# [Exercise]
Starting with the line containing "# place a dot on each instance of the tree, pixel" and going on through the line containing "# place a dot on each instance of the house, pixel", return the lines of the data below exactly, and only those.

# [Working data]
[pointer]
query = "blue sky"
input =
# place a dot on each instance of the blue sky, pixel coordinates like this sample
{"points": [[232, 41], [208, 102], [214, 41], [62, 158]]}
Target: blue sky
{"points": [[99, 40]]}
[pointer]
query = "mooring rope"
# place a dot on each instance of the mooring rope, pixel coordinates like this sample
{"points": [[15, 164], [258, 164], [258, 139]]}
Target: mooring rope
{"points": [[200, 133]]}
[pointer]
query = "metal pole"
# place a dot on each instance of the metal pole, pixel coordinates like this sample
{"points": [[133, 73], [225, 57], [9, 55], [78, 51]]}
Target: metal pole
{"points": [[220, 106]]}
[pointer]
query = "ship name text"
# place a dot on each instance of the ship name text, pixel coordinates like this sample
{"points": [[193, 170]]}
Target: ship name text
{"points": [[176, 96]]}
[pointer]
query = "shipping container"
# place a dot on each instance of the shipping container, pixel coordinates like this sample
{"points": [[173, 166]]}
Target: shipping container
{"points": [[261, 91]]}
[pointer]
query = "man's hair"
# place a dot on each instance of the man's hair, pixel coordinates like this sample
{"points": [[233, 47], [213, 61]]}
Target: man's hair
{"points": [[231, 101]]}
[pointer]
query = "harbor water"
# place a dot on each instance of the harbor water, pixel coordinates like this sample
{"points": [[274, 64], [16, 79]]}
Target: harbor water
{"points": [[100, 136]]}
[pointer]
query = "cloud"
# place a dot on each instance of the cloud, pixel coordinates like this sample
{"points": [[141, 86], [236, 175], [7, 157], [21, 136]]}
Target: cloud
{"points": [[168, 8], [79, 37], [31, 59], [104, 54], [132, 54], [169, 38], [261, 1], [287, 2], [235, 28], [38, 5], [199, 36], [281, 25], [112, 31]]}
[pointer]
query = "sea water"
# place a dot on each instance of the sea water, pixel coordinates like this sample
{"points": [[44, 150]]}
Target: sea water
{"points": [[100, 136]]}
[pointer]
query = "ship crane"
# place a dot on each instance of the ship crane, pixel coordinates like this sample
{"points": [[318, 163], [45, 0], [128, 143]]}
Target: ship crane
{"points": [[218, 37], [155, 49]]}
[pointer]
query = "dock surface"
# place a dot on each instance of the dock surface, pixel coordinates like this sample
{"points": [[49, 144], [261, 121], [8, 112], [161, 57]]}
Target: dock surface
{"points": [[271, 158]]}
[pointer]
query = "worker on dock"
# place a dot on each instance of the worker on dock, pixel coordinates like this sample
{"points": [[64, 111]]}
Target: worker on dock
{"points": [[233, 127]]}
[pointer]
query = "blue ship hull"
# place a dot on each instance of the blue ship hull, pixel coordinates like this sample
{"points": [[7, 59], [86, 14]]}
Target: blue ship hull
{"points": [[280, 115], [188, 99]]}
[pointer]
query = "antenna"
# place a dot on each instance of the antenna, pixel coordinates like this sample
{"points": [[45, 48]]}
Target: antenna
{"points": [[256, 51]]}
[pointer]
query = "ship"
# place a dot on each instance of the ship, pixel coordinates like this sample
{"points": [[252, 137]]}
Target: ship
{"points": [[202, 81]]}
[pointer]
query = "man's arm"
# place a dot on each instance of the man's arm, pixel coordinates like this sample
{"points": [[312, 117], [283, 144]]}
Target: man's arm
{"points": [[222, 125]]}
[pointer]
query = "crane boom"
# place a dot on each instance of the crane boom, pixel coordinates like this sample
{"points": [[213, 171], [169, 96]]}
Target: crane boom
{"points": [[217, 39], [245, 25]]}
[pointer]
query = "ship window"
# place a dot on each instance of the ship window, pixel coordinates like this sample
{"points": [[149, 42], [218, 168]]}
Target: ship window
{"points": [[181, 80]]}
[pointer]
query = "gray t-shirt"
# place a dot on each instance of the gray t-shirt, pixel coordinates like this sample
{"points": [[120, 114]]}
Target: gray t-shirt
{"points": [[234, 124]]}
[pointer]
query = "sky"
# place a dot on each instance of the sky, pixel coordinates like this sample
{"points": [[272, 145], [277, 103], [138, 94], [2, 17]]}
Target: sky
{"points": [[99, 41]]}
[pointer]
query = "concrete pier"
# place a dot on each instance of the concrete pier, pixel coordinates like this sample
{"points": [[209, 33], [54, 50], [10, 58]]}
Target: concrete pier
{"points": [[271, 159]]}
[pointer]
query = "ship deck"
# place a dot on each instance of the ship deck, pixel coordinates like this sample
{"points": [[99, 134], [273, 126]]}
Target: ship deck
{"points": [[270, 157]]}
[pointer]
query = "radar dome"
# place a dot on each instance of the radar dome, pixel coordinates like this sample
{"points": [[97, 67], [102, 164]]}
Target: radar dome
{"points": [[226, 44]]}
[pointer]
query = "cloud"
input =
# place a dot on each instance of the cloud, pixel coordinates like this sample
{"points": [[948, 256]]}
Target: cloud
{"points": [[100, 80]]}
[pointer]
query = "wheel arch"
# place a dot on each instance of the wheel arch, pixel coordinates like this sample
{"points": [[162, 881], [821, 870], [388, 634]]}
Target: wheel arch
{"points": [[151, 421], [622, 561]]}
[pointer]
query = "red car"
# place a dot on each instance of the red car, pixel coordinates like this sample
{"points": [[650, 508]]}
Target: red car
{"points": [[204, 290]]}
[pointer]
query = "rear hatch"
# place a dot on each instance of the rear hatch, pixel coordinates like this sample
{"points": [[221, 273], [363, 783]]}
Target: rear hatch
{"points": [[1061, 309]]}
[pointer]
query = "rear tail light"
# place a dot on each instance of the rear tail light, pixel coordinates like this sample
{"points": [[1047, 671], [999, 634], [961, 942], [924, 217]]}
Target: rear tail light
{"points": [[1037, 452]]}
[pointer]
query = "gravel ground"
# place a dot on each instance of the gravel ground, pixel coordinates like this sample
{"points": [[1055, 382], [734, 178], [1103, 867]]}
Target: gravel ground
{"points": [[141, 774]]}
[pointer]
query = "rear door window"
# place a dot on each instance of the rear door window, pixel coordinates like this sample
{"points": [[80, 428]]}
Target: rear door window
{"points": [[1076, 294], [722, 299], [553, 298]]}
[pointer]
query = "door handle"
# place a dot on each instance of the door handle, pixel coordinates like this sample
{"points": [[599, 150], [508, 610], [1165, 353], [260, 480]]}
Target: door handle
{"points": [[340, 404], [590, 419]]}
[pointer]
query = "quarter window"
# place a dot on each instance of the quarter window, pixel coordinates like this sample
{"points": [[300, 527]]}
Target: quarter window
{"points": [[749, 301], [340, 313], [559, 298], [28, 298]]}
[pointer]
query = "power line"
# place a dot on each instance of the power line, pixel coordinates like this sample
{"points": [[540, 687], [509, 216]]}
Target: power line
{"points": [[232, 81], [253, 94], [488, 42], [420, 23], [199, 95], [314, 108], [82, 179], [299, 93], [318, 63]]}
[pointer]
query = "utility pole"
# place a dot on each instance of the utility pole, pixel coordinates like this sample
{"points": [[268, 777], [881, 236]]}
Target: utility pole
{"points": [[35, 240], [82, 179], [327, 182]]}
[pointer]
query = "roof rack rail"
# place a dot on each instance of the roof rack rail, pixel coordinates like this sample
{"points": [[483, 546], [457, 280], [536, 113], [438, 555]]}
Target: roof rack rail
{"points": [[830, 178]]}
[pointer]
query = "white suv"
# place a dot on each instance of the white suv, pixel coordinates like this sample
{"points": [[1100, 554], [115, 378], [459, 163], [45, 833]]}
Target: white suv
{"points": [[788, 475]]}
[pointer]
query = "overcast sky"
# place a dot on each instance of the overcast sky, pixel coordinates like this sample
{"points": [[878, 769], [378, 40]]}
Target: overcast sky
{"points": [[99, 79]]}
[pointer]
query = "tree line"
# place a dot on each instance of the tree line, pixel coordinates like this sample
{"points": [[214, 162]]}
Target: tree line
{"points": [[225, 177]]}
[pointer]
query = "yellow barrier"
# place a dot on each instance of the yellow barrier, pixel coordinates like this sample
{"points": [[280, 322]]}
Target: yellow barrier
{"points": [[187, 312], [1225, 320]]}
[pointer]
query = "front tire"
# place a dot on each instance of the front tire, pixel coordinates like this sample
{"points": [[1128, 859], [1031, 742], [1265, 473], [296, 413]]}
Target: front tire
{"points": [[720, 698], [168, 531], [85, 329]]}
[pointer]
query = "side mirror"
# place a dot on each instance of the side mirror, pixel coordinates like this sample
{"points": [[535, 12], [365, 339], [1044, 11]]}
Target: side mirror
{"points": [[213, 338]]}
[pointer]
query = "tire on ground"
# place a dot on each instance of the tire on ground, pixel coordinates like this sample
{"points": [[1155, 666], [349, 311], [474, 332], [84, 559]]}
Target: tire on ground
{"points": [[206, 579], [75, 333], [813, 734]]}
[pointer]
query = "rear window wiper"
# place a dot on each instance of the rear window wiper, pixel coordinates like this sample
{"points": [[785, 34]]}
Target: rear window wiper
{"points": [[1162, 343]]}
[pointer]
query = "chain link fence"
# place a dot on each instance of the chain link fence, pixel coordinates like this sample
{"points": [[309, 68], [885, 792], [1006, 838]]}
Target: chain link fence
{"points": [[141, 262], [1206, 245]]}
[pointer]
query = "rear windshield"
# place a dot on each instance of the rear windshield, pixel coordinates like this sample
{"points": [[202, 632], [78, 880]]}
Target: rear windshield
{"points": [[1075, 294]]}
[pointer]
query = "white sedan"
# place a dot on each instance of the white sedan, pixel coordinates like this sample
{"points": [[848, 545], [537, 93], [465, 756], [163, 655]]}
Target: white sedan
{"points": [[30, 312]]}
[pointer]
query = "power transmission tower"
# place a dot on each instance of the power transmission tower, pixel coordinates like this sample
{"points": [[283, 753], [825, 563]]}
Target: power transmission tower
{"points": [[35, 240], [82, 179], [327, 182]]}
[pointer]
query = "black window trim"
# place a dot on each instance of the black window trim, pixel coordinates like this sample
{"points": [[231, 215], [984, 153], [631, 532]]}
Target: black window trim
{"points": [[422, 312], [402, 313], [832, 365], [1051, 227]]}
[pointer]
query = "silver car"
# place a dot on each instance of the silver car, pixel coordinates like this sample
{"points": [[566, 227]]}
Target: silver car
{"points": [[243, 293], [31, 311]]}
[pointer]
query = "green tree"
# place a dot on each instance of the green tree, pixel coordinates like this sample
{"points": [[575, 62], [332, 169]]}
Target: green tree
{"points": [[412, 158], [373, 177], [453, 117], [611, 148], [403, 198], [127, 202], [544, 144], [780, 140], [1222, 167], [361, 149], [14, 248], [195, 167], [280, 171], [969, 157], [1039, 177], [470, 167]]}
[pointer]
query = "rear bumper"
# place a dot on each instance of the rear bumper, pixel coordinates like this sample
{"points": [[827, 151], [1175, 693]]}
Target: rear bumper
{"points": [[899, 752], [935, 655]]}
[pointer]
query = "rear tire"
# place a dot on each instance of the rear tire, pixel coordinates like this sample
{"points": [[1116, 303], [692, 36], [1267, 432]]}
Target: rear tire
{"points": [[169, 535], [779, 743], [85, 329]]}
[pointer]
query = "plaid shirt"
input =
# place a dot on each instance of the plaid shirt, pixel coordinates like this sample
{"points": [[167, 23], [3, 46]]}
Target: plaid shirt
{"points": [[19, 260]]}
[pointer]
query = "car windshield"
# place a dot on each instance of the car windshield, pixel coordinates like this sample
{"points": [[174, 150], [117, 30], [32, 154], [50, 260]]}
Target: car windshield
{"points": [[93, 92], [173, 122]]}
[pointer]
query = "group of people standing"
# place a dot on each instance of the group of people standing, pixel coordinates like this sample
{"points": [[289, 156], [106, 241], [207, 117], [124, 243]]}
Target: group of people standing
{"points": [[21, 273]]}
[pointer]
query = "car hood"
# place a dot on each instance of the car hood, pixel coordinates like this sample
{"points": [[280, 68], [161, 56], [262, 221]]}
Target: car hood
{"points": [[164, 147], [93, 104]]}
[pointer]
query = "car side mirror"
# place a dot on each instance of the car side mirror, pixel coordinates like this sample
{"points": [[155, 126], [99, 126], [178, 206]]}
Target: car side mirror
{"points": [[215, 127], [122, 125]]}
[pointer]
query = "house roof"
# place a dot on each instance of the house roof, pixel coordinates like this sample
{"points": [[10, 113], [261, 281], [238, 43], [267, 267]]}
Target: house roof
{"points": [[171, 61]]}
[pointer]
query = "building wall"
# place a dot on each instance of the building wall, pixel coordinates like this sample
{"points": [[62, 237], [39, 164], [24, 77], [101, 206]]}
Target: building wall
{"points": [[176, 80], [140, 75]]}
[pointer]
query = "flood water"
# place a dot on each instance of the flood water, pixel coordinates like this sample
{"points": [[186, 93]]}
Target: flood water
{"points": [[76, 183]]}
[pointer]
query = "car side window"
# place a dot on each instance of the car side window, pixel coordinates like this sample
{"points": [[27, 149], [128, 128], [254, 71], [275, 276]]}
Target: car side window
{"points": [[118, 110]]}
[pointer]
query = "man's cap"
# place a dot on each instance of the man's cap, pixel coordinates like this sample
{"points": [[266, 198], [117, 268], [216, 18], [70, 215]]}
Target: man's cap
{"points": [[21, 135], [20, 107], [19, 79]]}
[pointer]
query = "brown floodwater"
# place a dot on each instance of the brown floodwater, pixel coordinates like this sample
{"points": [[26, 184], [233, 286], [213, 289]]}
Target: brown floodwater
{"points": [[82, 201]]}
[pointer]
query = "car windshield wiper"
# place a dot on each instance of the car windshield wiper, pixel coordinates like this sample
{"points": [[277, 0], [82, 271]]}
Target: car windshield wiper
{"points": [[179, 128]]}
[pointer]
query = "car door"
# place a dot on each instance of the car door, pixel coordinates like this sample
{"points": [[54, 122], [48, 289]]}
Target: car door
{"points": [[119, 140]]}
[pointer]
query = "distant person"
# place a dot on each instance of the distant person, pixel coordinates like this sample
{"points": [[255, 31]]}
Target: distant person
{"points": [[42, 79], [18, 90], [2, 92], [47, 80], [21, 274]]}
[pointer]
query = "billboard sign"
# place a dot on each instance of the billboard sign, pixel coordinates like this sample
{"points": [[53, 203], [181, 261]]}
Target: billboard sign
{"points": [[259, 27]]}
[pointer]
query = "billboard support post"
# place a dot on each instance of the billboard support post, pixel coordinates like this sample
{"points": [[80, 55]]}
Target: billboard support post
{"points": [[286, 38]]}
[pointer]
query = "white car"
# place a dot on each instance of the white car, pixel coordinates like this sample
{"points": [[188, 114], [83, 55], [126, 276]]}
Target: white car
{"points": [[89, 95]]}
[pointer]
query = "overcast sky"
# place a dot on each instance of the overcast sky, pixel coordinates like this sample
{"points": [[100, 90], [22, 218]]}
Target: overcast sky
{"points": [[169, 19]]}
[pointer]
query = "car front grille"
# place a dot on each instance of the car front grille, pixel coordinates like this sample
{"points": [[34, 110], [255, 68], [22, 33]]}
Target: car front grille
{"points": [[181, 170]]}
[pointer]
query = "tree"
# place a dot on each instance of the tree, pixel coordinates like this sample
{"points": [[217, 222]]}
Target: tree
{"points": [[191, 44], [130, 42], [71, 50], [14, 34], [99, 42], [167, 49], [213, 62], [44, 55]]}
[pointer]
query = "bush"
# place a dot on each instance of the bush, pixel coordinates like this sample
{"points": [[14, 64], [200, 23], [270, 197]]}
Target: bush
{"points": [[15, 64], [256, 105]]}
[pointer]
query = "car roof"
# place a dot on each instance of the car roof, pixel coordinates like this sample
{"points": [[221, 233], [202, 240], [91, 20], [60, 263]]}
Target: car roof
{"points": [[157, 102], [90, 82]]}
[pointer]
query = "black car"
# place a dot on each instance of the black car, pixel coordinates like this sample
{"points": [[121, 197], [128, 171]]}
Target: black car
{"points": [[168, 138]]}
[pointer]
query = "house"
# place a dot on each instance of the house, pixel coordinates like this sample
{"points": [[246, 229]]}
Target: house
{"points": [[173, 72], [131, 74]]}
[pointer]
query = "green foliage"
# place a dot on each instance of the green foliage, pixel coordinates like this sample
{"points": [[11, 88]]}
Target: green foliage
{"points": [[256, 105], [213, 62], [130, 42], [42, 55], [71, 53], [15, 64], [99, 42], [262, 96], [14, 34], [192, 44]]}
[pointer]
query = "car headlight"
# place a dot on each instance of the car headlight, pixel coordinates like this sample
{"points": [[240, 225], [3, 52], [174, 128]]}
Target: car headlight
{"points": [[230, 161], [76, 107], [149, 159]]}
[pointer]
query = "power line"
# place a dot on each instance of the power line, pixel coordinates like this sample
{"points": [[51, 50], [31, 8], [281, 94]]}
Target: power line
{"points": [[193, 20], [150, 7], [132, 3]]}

# [Answer to this exercise]
# place a dot on each instance of the tree, pixel coordinates like this sample
{"points": [[217, 222]]}
Target: tree
{"points": [[191, 44], [130, 42], [71, 50], [14, 34], [99, 42], [167, 49], [213, 62], [44, 55]]}
[pointer]
query = "bush"
# place a dot on each instance of the bush, pixel coordinates like this sample
{"points": [[14, 64], [200, 23], [270, 197]]}
Target: bush
{"points": [[15, 64], [256, 105]]}
[pointer]
query = "car roof"
# place a dot on each instance of the car roof, pixel coordinates like this sample
{"points": [[221, 233], [202, 240], [91, 20], [60, 263]]}
Target: car roof
{"points": [[157, 102], [90, 82]]}
[pointer]
query = "black car"
# place a dot on each instance of the black car, pixel coordinates like this sample
{"points": [[121, 197], [128, 171]]}
Target: black car
{"points": [[168, 138]]}
[pointer]
query = "house"
# place a dot on each instance of the house, pixel coordinates like this sample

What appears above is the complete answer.